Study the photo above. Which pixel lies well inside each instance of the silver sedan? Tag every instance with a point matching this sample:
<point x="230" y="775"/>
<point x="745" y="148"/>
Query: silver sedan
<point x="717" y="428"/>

# [REQUEST]
Render the data above as a numbered list, leaving out any blank lines.

# [RESULT FOR THIS EXERCISE]
1. Study the photo above. Which pixel lies well inside each instance of the silver sedan? Tag every instance with a point matching this sample:
2. <point x="230" y="775"/>
3. <point x="745" y="148"/>
4. Query: silver sedan
5. <point x="717" y="428"/>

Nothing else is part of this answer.